● TEXTO DE APOIO:
══════════

Se as árias das Cantatas de Bach são verdadeiras meditações integradas a uma narrativa litúrgica, as de Handel são teatrais, servindo muito bem aos dramas que representavam.
O jornalista cultural Milton Ribeiro comenta com leveza e erudição o repertório do nosso concerto do dia 7 de julho, em Porto Alegre, que apresenta a música vocal de Bach – através de uma cantata e excerto de missa – e as árias de ópera de Handel.
CONCERTO: Ouça este repertório ao vivo no dia 8 de julho de 2025, em Porto Alegre. Informações e ingressos aqui.
A Sinfonia barroca
A primeira peça do Concerto é a Sinfonia da Cantata BWV 156 de Bach. Talvez devamos explicar que o termo Sinfonia, na época, era uma peça instrumental breve que introduzia principalmente óperas, oratórios e cantatas. Esta Sinfonia é um dos casos mais interessantes de reutilização musical por Bach. Ela aparece um pouco alterada no Concerto para Cravo BWV 1056 — provavelmente composto antes da cantata. Bach frequentemente reaproveitava temas seus em novos contextos. Era um costume da época.

══════════

● ENUNCIADO 1: Segundo o texto de apoio, em que obra de Bach a Sinfonia da Cantata BWV 156 aparece um pouco alterada?

══════════

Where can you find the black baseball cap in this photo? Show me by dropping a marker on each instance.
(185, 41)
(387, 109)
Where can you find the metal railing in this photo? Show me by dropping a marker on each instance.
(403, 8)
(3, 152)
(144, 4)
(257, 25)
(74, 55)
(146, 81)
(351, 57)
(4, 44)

══════════

● ENUNCIADO 2: Transcreva sem nenhuma mudança o trecho das linhas que começa na linha que contém "Where can you find the metal" e vai até a última das linhas, incluindo as duas pontas.

● RESOLUÇÃO 1: No Concerto para Cravo BWV 1056.

● RESOLUÇÃO 2:
Where can you find the metal railing in this photo? Show me by dropping a marker on each instance.
(403, 8)
(3, 152)
(144, 4)
(257, 25)
(74, 55)
(146, 81)
(351, 57)
(4, 44)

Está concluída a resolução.